→ Task prompt: Reproduce nothing but the closing run of lines: the line with "Target: red umbrella" and each line that follows it to the end of the data.

Referring expression data:
━━━

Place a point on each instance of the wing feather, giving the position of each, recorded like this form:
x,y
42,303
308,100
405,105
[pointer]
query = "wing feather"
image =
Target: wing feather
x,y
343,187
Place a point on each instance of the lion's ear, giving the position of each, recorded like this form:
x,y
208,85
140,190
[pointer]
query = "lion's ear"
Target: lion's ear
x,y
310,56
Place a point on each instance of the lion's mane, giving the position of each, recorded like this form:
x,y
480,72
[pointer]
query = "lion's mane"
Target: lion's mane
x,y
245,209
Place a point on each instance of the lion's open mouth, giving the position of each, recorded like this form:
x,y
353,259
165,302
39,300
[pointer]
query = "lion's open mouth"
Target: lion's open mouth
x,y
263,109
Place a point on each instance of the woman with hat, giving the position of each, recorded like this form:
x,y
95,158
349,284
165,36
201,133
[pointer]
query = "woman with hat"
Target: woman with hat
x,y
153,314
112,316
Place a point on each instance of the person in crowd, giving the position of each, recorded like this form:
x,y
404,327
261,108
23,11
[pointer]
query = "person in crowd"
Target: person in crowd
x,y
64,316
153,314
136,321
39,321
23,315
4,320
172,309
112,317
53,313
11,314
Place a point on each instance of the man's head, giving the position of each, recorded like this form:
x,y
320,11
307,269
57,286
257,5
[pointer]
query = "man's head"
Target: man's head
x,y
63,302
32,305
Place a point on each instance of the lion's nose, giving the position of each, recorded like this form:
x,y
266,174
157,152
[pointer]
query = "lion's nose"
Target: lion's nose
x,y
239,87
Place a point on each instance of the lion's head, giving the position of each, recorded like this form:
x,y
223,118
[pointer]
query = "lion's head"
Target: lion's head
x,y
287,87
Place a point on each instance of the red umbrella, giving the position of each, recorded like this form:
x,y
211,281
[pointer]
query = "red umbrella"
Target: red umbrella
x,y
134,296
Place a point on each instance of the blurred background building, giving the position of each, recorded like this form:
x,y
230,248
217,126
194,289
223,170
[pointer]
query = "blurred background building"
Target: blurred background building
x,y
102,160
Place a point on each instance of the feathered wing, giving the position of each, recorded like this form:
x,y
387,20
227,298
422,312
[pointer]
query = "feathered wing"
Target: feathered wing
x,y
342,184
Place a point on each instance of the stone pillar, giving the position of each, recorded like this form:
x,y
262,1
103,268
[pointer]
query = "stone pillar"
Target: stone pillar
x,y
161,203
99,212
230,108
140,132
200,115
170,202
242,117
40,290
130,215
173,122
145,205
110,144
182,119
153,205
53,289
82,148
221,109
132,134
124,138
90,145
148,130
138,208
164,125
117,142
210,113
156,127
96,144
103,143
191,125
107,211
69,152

━━━

→ Worked solution:
Target: red umbrella
x,y
134,296
Place a point on each instance of the blurred background building, giving the position of each, recorded like this form:
x,y
230,248
217,126
194,289
223,170
[pointer]
query = "blurred background building"
Target: blurred background building
x,y
102,160
Place a point on each instance of the feathered wing, giving the position of each, recorded like this form:
x,y
387,20
227,298
422,312
[pointer]
query = "feathered wing"
Target: feathered wing
x,y
342,184
Place a point on each instance of the stone pillar, giving the position of each, recorded like this form:
x,y
262,1
103,268
[pointer]
query = "stone pillar"
Target: stone pillar
x,y
161,203
99,212
230,108
140,132
200,115
170,202
242,117
40,290
130,215
173,122
145,205
110,144
182,119
153,205
53,289
82,148
221,109
132,134
124,138
90,145
148,130
138,208
164,125
117,142
210,113
156,127
96,144
103,143
191,125
107,211
69,152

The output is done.